*Фрагмент страницы*
#####

Ф. А. Искандер: Всё должно быть в конце.

А. Н. Латынина: Я хочу добавить, что у Порфирия не нужны словоерсы (“–с”).

Ю. П. Любимов: Он ерничает, играет с Раскольниковым.

А. Н. Латынина: Для этого он слишком серьезно себя ведет.

Ю. П. Любимов: Мне кажется, что он достаточно буффонит.

Л. Д. Вольпин: На мой вкус, даже “пере”, слишком.

К. А. Икрамов: Я согласен с Фазилем в отношении этой последней фразы. Действительно, Юрий Петрович, как-то чуть-чуть отделить эту фразу из школьного сочинения надо.

Было сказано много прекрасного и точного.

Я люблю этот театр, многое здесь видел. Думаю, что это, может быть, самая, во всяком случае на сей момент, самая значительная работа театра. Из всех наслаждений, которые дает искусство, одно только является главным. Это — наслаждение истиной. Искусство может давать много всяческих наслаждений, но существует оно для того, чтобы дать наслаждение истиной.

Последние несколько лет я много думаю о Достоевском. Я — один из немногих, кто до спектакля знал инсценировку, и поэтому я с особым волнением шел сюда и думал: как же это получится!

#####

*Исходные данные*

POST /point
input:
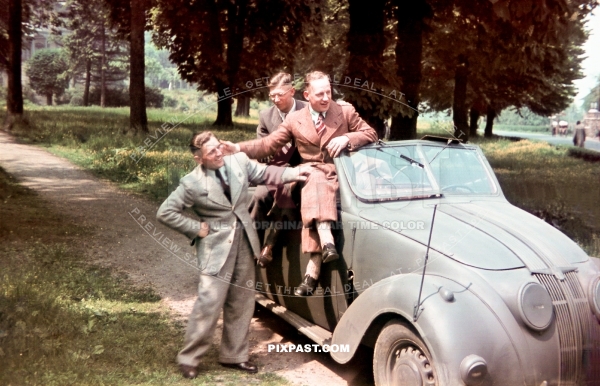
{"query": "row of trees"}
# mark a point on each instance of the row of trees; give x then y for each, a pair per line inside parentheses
(425, 55)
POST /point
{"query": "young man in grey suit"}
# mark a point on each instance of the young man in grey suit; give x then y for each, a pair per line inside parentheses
(226, 242)
(262, 210)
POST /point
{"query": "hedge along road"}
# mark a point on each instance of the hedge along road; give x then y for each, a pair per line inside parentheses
(126, 237)
(590, 143)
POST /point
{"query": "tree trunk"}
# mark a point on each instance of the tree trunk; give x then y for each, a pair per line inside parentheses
(224, 112)
(366, 42)
(474, 115)
(459, 103)
(103, 67)
(88, 80)
(489, 122)
(409, 52)
(14, 99)
(243, 106)
(138, 121)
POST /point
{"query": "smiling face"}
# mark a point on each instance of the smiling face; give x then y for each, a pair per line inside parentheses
(212, 157)
(282, 97)
(318, 94)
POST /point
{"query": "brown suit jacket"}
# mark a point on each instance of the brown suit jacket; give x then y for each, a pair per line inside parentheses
(341, 119)
(269, 120)
(319, 191)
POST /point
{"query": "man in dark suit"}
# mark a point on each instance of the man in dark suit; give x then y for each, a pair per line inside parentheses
(216, 190)
(262, 210)
(321, 131)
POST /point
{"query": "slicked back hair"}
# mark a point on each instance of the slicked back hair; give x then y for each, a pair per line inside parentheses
(280, 79)
(314, 75)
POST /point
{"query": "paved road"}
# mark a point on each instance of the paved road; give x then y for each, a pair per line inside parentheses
(592, 144)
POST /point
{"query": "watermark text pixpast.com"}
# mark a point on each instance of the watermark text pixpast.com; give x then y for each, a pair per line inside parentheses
(290, 347)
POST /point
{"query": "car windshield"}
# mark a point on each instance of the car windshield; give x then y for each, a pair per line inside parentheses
(417, 171)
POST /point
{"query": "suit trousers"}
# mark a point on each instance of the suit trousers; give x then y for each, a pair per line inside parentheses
(228, 290)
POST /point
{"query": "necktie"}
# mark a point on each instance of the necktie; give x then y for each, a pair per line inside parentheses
(223, 184)
(320, 124)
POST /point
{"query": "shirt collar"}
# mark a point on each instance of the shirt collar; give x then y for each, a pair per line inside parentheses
(315, 114)
(283, 115)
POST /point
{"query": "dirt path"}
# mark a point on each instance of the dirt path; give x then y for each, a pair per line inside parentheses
(129, 239)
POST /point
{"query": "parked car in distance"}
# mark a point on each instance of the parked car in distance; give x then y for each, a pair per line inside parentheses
(449, 282)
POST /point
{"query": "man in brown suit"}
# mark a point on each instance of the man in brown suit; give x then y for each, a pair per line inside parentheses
(321, 131)
(275, 203)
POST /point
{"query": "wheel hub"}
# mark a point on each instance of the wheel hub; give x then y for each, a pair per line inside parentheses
(409, 367)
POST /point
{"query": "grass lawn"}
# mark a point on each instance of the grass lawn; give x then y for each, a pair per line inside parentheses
(66, 322)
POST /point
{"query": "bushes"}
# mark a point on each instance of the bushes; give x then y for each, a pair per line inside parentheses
(120, 97)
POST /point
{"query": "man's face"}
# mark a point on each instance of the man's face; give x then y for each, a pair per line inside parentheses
(212, 157)
(318, 94)
(282, 97)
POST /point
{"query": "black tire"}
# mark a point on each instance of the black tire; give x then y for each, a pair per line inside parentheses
(401, 358)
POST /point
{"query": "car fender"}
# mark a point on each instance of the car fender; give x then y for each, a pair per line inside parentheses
(447, 323)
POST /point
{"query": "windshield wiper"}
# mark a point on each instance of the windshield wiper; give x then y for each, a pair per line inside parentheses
(444, 148)
(404, 157)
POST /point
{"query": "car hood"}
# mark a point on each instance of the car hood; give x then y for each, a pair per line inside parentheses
(485, 234)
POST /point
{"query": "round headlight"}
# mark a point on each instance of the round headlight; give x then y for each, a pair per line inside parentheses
(535, 306)
(595, 297)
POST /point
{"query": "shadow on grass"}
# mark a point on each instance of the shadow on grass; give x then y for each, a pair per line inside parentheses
(64, 321)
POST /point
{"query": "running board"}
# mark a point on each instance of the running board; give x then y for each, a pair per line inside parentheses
(315, 333)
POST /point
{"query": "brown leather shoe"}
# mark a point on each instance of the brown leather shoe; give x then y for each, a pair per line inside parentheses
(307, 287)
(248, 367)
(329, 253)
(266, 255)
(189, 372)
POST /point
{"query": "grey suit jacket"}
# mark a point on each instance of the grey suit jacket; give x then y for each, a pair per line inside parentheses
(269, 119)
(201, 191)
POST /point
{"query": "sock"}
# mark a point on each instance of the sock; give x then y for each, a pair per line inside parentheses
(324, 230)
(313, 268)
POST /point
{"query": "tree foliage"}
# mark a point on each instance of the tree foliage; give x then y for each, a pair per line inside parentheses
(97, 54)
(229, 46)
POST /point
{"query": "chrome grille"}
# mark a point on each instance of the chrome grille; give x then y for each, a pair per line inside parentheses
(578, 330)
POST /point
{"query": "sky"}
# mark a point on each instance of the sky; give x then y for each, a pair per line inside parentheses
(591, 65)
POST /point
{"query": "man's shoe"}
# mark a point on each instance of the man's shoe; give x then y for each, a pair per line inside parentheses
(189, 372)
(266, 255)
(248, 367)
(307, 287)
(329, 253)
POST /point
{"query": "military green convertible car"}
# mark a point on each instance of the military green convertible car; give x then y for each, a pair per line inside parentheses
(451, 284)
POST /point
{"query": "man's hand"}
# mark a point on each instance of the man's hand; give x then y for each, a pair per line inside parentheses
(203, 230)
(299, 173)
(228, 148)
(336, 145)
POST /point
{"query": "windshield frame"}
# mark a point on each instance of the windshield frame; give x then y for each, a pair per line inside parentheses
(436, 191)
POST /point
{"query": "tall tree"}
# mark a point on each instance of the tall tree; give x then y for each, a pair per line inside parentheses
(15, 17)
(47, 73)
(411, 25)
(131, 19)
(366, 43)
(94, 49)
(14, 98)
(138, 121)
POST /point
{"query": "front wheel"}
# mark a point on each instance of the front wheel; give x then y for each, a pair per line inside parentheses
(401, 358)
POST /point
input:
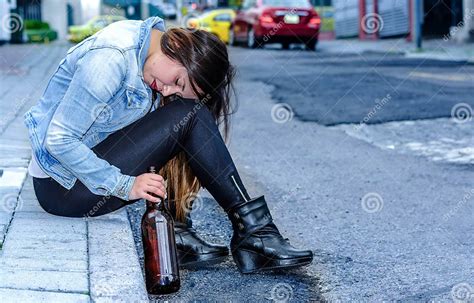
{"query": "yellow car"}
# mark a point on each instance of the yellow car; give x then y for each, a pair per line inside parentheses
(77, 33)
(216, 21)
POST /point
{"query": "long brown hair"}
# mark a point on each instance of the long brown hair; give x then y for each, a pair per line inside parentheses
(206, 60)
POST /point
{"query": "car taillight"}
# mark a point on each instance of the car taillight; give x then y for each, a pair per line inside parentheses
(266, 19)
(314, 21)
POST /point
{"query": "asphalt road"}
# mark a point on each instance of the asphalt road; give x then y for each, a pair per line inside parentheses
(384, 223)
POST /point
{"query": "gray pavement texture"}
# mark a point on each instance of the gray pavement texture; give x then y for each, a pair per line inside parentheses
(387, 220)
(385, 224)
(336, 87)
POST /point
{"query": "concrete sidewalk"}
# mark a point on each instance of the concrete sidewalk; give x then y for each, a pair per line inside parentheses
(45, 258)
(438, 49)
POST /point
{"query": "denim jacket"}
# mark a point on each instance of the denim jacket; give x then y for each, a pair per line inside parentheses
(97, 89)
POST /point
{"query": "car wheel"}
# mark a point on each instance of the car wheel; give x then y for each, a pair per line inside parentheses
(252, 40)
(311, 44)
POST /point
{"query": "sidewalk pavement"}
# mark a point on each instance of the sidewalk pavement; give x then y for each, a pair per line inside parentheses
(43, 257)
(438, 49)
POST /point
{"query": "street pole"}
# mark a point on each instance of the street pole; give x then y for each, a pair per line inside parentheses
(179, 6)
(418, 23)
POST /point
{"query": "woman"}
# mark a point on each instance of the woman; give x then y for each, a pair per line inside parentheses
(95, 133)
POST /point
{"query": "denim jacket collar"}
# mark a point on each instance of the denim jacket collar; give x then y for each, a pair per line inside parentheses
(145, 31)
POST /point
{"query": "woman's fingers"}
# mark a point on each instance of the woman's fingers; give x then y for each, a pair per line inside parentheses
(156, 190)
(150, 197)
(156, 177)
(156, 184)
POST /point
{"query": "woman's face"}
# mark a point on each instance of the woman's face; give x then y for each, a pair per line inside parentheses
(167, 76)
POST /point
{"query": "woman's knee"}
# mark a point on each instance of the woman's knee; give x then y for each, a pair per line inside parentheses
(186, 113)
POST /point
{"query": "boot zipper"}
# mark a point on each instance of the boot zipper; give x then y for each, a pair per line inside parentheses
(236, 185)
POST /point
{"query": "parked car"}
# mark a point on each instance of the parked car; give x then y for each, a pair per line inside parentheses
(259, 22)
(217, 21)
(39, 31)
(77, 33)
(165, 10)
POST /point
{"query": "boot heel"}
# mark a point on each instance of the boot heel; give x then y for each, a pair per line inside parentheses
(248, 261)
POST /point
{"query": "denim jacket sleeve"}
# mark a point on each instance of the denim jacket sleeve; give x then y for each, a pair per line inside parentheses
(97, 79)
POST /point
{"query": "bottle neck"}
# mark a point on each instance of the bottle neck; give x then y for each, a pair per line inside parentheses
(155, 205)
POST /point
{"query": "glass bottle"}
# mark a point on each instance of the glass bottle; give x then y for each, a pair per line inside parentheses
(159, 245)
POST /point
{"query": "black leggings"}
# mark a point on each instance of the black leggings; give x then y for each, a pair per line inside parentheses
(181, 125)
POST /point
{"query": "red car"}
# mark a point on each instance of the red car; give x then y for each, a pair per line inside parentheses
(275, 21)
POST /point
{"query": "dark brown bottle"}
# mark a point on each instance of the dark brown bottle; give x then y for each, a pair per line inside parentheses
(159, 245)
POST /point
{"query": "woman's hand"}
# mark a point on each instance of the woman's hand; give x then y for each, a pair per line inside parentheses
(148, 183)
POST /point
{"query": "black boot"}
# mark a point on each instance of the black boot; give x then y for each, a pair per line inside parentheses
(257, 243)
(193, 250)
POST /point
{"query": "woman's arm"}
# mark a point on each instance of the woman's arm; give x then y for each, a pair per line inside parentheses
(98, 77)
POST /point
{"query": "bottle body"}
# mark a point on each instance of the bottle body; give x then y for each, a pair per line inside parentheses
(159, 244)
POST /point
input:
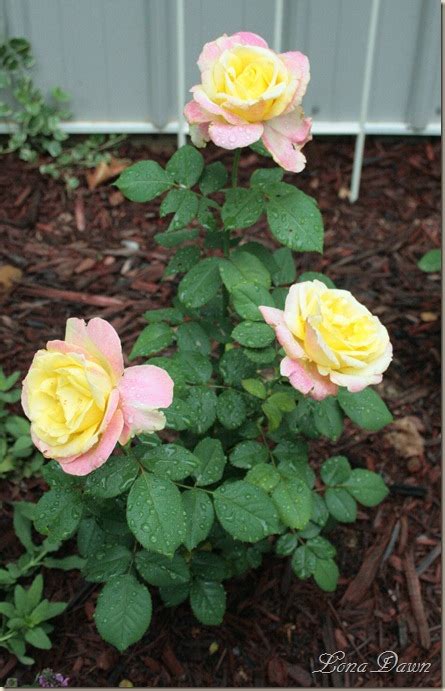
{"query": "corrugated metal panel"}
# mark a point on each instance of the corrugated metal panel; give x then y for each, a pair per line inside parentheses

#####

*Задание*
Перепишите фрагмент обсуждения спектакля от слов «Последние несколько лет» до слов «же это получится!» включительно, заменив «Достоевском» на «Чехове». Приведённые данные для работы не требуются.

*Ответ*
Последние несколько лет я много думаю о Чехове. Я — один из немногих, кто до спектакля знал инсценировку, и поэтому я с особым волнением шел сюда и думал: как же это получится!